YOUR INSTRUCTIONS: Give every line below again, exactly.

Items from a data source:
==============================

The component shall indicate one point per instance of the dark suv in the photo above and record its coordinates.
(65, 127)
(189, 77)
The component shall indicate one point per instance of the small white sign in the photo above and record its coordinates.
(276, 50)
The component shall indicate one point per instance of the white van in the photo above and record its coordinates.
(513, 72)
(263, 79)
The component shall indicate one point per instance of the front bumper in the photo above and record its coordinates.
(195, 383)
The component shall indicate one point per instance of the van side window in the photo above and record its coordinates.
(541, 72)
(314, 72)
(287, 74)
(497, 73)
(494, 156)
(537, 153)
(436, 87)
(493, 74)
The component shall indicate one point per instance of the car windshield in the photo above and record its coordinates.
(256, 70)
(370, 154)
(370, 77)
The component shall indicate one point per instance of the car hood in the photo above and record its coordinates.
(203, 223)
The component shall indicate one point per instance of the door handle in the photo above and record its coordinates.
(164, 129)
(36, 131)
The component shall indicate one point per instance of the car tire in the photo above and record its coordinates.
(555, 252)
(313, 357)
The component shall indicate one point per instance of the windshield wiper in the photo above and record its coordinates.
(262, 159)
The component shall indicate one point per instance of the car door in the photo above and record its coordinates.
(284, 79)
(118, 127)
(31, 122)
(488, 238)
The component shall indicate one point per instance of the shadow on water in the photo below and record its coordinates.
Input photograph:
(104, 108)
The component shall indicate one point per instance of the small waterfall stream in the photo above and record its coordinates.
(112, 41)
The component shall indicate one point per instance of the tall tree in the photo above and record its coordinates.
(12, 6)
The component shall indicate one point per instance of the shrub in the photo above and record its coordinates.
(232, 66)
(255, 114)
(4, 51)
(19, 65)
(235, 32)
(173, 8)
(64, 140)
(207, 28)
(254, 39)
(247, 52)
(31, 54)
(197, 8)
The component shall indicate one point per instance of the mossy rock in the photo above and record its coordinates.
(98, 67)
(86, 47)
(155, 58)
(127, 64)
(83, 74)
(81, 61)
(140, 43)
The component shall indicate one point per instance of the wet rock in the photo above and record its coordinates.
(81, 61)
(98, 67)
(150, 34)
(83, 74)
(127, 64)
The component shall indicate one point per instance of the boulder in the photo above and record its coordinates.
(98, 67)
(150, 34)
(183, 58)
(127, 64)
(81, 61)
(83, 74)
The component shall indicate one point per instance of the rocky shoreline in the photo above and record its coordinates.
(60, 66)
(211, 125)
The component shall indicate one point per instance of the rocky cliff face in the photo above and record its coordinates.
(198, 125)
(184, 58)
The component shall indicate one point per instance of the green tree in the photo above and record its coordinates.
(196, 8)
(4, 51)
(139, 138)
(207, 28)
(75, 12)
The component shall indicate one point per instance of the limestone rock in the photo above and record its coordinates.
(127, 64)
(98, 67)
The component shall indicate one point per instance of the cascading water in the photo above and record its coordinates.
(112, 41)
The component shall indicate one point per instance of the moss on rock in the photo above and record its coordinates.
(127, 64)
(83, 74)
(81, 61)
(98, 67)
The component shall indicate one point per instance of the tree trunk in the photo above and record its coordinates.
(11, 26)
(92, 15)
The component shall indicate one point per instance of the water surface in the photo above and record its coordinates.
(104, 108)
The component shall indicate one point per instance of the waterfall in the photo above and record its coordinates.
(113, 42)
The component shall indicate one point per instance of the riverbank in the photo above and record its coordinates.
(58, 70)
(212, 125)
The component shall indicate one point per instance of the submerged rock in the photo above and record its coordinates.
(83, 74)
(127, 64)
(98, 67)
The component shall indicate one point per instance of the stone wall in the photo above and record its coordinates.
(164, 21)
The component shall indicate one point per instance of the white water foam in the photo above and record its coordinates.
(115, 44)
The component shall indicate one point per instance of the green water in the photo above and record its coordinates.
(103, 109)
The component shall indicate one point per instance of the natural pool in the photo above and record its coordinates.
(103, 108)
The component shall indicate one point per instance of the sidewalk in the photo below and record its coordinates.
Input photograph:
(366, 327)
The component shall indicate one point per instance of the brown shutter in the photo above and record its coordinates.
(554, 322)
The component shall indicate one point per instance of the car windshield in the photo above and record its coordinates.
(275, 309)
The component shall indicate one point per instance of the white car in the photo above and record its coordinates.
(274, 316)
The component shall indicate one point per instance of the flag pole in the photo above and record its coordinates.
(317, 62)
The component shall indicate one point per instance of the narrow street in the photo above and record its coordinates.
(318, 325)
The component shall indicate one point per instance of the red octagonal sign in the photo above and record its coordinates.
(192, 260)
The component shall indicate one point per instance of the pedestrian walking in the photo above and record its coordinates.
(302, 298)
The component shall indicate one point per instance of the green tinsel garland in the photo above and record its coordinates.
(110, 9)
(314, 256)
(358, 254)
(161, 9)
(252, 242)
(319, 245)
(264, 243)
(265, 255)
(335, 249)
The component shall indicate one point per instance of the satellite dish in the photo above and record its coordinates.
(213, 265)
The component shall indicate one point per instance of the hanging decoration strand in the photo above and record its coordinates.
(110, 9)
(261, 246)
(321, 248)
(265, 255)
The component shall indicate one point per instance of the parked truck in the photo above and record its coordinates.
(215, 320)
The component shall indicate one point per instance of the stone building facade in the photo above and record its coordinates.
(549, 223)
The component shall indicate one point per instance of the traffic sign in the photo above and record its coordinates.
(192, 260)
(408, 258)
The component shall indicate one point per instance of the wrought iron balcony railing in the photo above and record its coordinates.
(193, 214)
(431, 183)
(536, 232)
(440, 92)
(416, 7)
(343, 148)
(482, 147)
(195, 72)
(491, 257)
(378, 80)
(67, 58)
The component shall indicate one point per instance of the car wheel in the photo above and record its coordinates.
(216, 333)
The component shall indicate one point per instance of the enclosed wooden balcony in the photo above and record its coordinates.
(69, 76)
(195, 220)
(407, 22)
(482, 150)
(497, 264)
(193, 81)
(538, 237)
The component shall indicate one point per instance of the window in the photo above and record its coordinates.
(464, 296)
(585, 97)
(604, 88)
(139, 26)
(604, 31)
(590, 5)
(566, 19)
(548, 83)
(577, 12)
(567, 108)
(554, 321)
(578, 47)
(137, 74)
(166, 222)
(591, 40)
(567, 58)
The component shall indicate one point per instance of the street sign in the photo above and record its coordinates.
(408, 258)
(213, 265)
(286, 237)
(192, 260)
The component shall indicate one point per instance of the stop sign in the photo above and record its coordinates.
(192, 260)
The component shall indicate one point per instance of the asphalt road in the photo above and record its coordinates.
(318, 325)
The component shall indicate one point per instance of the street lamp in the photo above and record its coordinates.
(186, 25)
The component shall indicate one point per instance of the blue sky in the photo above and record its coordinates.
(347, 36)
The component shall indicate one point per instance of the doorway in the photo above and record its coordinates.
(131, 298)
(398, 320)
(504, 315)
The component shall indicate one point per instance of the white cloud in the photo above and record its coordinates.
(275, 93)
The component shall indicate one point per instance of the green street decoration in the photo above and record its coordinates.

==============================

YOUR RESPONSE:
The component shall indicate one point per instance of the dark suv in the photo above and record its coordinates.
(65, 127)
(189, 77)
The component shall indicate one point per instance of the small white sign in the photo above and record its coordinates.
(276, 50)
The component shall indicate one point per instance of the white van in the photo above and record its coordinates.
(513, 72)
(263, 79)
The component shall indicate one point per instance of the front bumper in the photo above and record its coordinates.
(195, 383)
The component shall indicate one point per instance of the van side window in the photo above and record its coordinates.
(541, 72)
(314, 72)
(287, 74)
(497, 73)
(494, 156)
(537, 153)
(436, 87)
(493, 74)
The component shall indicate one point per instance of the car windshield in the photo above and record its coordinates.
(256, 70)
(370, 154)
(370, 77)
The component shall indicate one point per instance of the car hood in the photo above and record its coordinates.
(203, 223)
The component shall indicate one point per instance of the door handle in the photo above and record its coordinates.
(164, 129)
(36, 131)
The component shall indicate one point per instance of the car tire in the photo above and record its coordinates.
(555, 252)
(313, 357)
The component shall indicate one point per instance of the windshield wiper in the photo above and record its coordinates.
(262, 159)
The component shall indicate one point per instance of the car door in the photo above and record its coordinates.
(284, 79)
(118, 127)
(31, 122)
(488, 238)
The component shall indicate one point per instance of the shadow on water in the photo below and record its coordinates.
Input photograph:
(104, 108)
The component shall indicate one point per instance of the small waterfall stream in the photo above and record its coordinates.
(112, 41)
The component shall indicate one point per instance of the tall tree in the photo above and record its coordinates.
(12, 6)
The component shall indicate one point per instance of the shrub in the photo above and record its coordinates.
(232, 66)
(255, 114)
(4, 51)
(19, 65)
(235, 32)
(173, 8)
(64, 140)
(207, 28)
(254, 39)
(247, 52)
(31, 54)
(197, 8)
The component shall indicate one point per instance of the mossy rock in the photo above and record its coordinates.
(98, 67)
(86, 47)
(155, 58)
(127, 64)
(83, 74)
(81, 61)
(140, 43)
The component shall indicate one point per instance of the wet rock in the photo above and record its coordinates.
(81, 61)
(98, 67)
(150, 34)
(83, 74)
(127, 64)
The component shall indicate one point per instance of the boulder in the photo above and record its coordinates.
(98, 67)
(150, 34)
(183, 58)
(127, 64)
(81, 61)
(83, 74)
The component shall indicate one point per instance of the rocky shoreline in the photo above and record its coordinates.
(60, 66)
(211, 125)
The component shall indicate one point per instance of the rocky cliff face in the photo above and record its coordinates.
(198, 125)
(184, 58)
The component shall indicate one point per instance of the green tree in the photo above and record its coordinates.
(196, 8)
(4, 51)
(139, 138)
(207, 28)
(75, 12)
The component shall indicate one point per instance of the limestone rock in the photo above and record its coordinates.
(127, 64)
(98, 67)
The component shall indicate one point per instance of the cascading water in the photo above and record its coordinates.
(112, 41)
The component shall indicate one point per instance of the moss on rock in the photo above and record its coordinates.
(127, 64)
(83, 74)
(81, 61)
(98, 67)
The component shall indicate one point per instance of the tree trunk in the photo above and record its coordinates.
(11, 26)
(92, 15)
The component shall indicate one point per instance of the water surface in the photo above and record its coordinates.
(104, 108)
The component shall indicate one point per instance of the waterfall in the photo above and record its coordinates.
(113, 42)
The component shall indicate one point per instance of the riverbank in the photo above and record its coordinates.
(58, 70)
(212, 125)
The component shall indicate one point per instance of the submerged rock in the photo above and record its coordinates.
(83, 74)
(127, 64)
(98, 67)
The component shall indicate one point per instance of the stone wall in the photo above and record its coordinates.
(164, 21)
The component shall indicate one point per instance of the white water foam in the photo above and record its coordinates.
(115, 44)
The component shall indicate one point per instance of the green water in the photo above and record its coordinates.
(103, 109)
The component shall indicate one point per instance of the natural pool in the photo above and record its coordinates.
(103, 108)
The component shall indicate one point per instance of the sidewalk in the photo below and record its coordinates.
Input photograph:
(366, 327)
The component shall indicate one point per instance of the brown shutter in the photo above and record its coordinates.
(554, 322)
The component shall indicate one point per instance of the car windshield in the photo above and record its coordinates.
(275, 309)
The component shall indicate one point per instance of the white car in the photo above and record its coordinates.
(274, 316)
The component shall indicate one point per instance of the flag pole in the photo above and record its coordinates.
(317, 62)
The component shall indicate one point per instance of the narrow street in the photo above and record its coordinates.
(318, 325)
The component shall indicate one point per instance of the red octagonal sign in the photo above and record its coordinates.
(192, 260)
The component shall indicate one point per instance of the pedestrian walking in the photo above and record its coordinates.
(302, 298)
The component shall indicate one point per instance of the green tinsel garland in the photo above and record its coordinates.
(110, 9)
(314, 256)
(358, 254)
(161, 9)
(252, 242)
(319, 245)
(264, 243)
(265, 255)
(335, 249)
The component shall indicate one point per instance of the satellite dish in the photo above and record its coordinates.
(213, 265)
The component shall indicate one point per instance of the hanging decoration strand in the photo above and record its coordinates.
(110, 9)
(261, 246)
(321, 248)
(265, 255)
The component shall indicate one point per instance of the parked truck in the photo above and record its coordinates.
(215, 320)
The component shall indicate one point per instance of the stone building facade in the photo above and record its coordinates.
(549, 223)
The component shall indicate one point per instance of the traffic sign in the photo above and record its coordinates.
(192, 260)
(408, 258)
The component shall indicate one point per instance of the wrought iron balcony railing in the photo above and record its coordinates.
(193, 214)
(431, 183)
(536, 232)
(440, 92)
(416, 7)
(343, 148)
(482, 147)
(195, 72)
(491, 257)
(378, 80)
(67, 58)
The component shall indicate one point per instance of the car wheel in the photo above and record its coordinates.
(216, 333)
The component shall indicate one point per instance of the enclosed wooden balcony in the photo above and record its coordinates.
(69, 76)
(195, 220)
(407, 22)
(482, 150)
(497, 264)
(193, 81)
(538, 237)
The component shall indicate one point per instance of the window in the photo above and record its coordinates.
(464, 296)
(585, 97)
(604, 88)
(139, 26)
(604, 31)
(590, 5)
(566, 19)
(548, 83)
(577, 12)
(567, 108)
(554, 321)
(578, 47)
(137, 74)
(166, 222)
(591, 40)
(567, 58)
The component shall indicate one point per instance of the street sign in the photo above and record its coordinates.
(408, 258)
(213, 265)
(286, 237)
(192, 260)
The component shall indicate one point per instance of the stop sign in the photo above and record its coordinates.
(192, 260)
The component shall indicate one point per instance of the asphalt road in the photo above and record its coordinates.
(318, 325)
The component shall indicate one point per instance of the street lamp in the photo above and record its coordinates.
(186, 25)
The component shall indicate one point per instance of the blue sky in the photo above and record its coordinates.
(347, 36)
The component shall indicate one point per instance of the doorway in the photo above and record its coordinates.
(131, 298)
(398, 320)
(504, 315)
The component shall indicate one point per instance of the white cloud in the photo above and record its coordinates.
(275, 93)
The component shall indicate one point per instance of the green street decoration in the photo above and record its coordinates.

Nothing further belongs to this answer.